-- start Input records --

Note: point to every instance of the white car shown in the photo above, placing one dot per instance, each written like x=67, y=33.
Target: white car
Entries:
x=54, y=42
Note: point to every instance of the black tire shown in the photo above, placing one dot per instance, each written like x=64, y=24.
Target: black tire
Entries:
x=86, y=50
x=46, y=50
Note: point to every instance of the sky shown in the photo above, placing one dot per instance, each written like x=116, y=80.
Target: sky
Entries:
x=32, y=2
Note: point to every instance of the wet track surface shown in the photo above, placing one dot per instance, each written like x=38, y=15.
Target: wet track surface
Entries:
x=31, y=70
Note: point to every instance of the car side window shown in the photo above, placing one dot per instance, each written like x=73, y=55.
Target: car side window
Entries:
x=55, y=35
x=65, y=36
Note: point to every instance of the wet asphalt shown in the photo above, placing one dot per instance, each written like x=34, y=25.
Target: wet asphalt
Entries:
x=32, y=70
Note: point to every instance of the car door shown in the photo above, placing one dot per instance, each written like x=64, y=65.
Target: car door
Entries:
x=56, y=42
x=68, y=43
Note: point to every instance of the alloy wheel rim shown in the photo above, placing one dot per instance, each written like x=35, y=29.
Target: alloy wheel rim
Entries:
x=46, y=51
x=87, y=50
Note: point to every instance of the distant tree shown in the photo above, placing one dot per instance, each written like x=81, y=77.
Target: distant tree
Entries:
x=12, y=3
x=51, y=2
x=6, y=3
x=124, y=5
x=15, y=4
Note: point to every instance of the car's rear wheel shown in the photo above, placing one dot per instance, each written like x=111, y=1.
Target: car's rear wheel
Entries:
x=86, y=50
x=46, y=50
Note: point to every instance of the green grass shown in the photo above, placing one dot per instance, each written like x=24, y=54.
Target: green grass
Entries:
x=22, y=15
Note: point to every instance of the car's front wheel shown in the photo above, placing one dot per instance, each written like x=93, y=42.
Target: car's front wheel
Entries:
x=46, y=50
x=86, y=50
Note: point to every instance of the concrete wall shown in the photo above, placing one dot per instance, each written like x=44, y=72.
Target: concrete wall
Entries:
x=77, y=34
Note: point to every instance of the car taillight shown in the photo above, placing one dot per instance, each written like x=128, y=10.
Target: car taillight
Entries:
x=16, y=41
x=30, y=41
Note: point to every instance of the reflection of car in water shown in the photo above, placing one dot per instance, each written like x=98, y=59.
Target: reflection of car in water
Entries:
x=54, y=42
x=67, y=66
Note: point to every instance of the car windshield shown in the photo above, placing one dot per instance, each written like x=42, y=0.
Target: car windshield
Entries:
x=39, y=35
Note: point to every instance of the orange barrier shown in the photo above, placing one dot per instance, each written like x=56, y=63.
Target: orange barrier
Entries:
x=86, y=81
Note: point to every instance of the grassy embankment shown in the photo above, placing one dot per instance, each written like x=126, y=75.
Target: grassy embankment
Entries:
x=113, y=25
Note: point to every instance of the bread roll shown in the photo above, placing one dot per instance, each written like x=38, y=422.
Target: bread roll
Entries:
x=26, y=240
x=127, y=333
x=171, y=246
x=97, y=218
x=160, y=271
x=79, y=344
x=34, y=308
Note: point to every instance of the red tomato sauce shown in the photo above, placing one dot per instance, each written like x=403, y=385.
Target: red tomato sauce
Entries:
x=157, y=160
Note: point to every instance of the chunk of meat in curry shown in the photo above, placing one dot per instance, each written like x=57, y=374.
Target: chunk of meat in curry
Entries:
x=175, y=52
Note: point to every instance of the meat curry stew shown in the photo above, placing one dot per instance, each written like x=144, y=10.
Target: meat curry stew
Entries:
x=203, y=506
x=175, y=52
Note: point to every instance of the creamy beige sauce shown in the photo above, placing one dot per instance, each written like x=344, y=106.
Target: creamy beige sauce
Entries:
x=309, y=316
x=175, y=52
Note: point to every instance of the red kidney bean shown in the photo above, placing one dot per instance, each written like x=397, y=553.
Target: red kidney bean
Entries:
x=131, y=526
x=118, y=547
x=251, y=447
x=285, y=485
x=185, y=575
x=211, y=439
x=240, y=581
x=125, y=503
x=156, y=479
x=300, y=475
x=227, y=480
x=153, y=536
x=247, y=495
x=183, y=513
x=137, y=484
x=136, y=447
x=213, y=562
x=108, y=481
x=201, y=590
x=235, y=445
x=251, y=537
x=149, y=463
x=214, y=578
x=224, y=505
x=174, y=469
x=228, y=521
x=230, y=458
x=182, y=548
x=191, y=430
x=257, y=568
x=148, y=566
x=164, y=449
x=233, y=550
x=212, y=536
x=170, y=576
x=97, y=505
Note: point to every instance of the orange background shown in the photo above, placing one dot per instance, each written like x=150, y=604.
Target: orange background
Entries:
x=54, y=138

-- end Input records --

**Short task**. Reproduce all of the data above line for line, with every character unchanged.

**Completed task**.
Note: point to every instance of the white car shown in the photo above, placing one dot per instance, each written like x=67, y=33.
Target: white car
Entries:
x=54, y=42
Note: point to every instance of the black tire shown in the photo above, placing one dot per instance, each written like x=64, y=24.
Target: black tire
Entries:
x=86, y=50
x=46, y=50
Note: point to every instance of the sky shown in the photo above, placing one dot per instance, each written like x=116, y=80.
Target: sky
Entries:
x=32, y=2
Note: point to every instance of the wet track surface shown in the photo above, placing one dot per instance, each written like x=38, y=15.
Target: wet track surface
Entries:
x=31, y=70
Note: point to every instance of the car side window shown in the photo above, placing one dot per instance, each written like x=73, y=55.
Target: car side window
Entries:
x=55, y=35
x=65, y=36
Note: point to every instance of the wet asphalt shown in the photo above, placing one dot per instance, each written like x=34, y=25.
Target: wet asphalt
Entries:
x=32, y=70
Note: point to every instance of the car door shown in the photo above, placing one dot per instance, each written like x=64, y=65.
Target: car door
Entries:
x=56, y=42
x=68, y=43
Note: point to every instance of the alloy wheel rim shown in the photo above, placing one dot per instance, each written like x=35, y=29.
Target: alloy wheel rim
Entries:
x=46, y=51
x=87, y=50
Note: point to every instance of the distant tree shown in the photo above, placing one dot per instance, each written like x=81, y=77.
Target: distant tree
Entries:
x=12, y=3
x=51, y=2
x=6, y=3
x=124, y=5
x=15, y=4
Note: point to every instance of the car's rear wheel shown in the photo above, placing one dot per instance, each written like x=111, y=1.
Target: car's rear wheel
Entries:
x=86, y=50
x=46, y=50
Note: point to every instance of the green grass shown in the photo above, placing one dot per instance, each written like x=24, y=54.
Target: green grass
Entries:
x=22, y=15
Note: point to every instance of the car's front wheel shown in the photo above, placing one dot per instance, each written like x=93, y=42.
Target: car's front wheel
Entries:
x=46, y=50
x=86, y=50
Note: point to every instance of the concrete wall shown in the photo above, placing one dot per instance, each written like x=44, y=72.
Target: concrete wall
Entries:
x=77, y=34
Note: point to every instance of the car taillight shown in the photo above, placing one dot per instance, each written like x=128, y=10.
Target: car taillight
Entries:
x=16, y=41
x=30, y=41
Note: point to every instance of the reflection of car in water shown in the photo above, placing one dot per instance, each written like x=98, y=59.
Target: reflection of car in water
Entries:
x=54, y=42
x=67, y=66
Note: point to every instance of the car windshield shown in the photo above, placing one dot per instance, each written like x=42, y=0.
Target: car windshield
Entries:
x=39, y=35
Note: point to every instance of the orange barrier shown in the photo above, placing one dot per instance, each written like x=56, y=63.
Target: orange barrier
Entries:
x=86, y=81
Note: point to every instance of the grassy embankment shown in the photo above, placing one dot per instance, each written like x=126, y=75.
Target: grassy embankment
Entries:
x=113, y=25
Note: point to every instance of the bread roll shown in the photo above, placing one dot per instance, each written like x=38, y=422.
Target: bread roll
Entries:
x=26, y=240
x=127, y=333
x=171, y=246
x=97, y=218
x=160, y=271
x=79, y=344
x=34, y=308
Note: point to every instance of the red tomato sauce shown in the photo above, placing one dot per instance, each written like x=403, y=385.
Target: red tomato sauce
Entries:
x=157, y=160
Note: point to every instance of the chunk of meat in curry shown in the photo above, placing one dot per instance, each written like x=57, y=374.
Target: chunk of meat in curry
Entries:
x=175, y=52
Note: point to every instance of the meat curry stew shown in the photo above, placing one dot per instance, each written like x=144, y=10.
Target: meat curry stew
Entries:
x=203, y=506
x=175, y=52
Note: point to every instance of the creamy beige sauce shown in the photo above, placing one dot per instance, each written like x=344, y=106.
Target: creamy beige sauce
Entries:
x=309, y=316
x=175, y=52
Note: point to every instance of the red kidney bean shown in the photo above, placing one dot per instance, each written like x=397, y=553.
Target: red kidney bean
Entries:
x=131, y=526
x=118, y=547
x=251, y=447
x=285, y=485
x=185, y=575
x=211, y=439
x=240, y=581
x=125, y=503
x=156, y=479
x=300, y=475
x=227, y=480
x=153, y=536
x=247, y=495
x=183, y=513
x=137, y=484
x=136, y=447
x=213, y=562
x=108, y=481
x=201, y=590
x=235, y=445
x=251, y=537
x=149, y=463
x=214, y=578
x=224, y=505
x=174, y=469
x=228, y=521
x=230, y=458
x=182, y=548
x=191, y=430
x=257, y=568
x=148, y=566
x=164, y=449
x=233, y=550
x=212, y=536
x=170, y=576
x=97, y=505
Note: point to every instance of the orange background shown in the photo above, placing one dot per instance, each written like x=150, y=604.
Target: orange background
Entries:
x=54, y=138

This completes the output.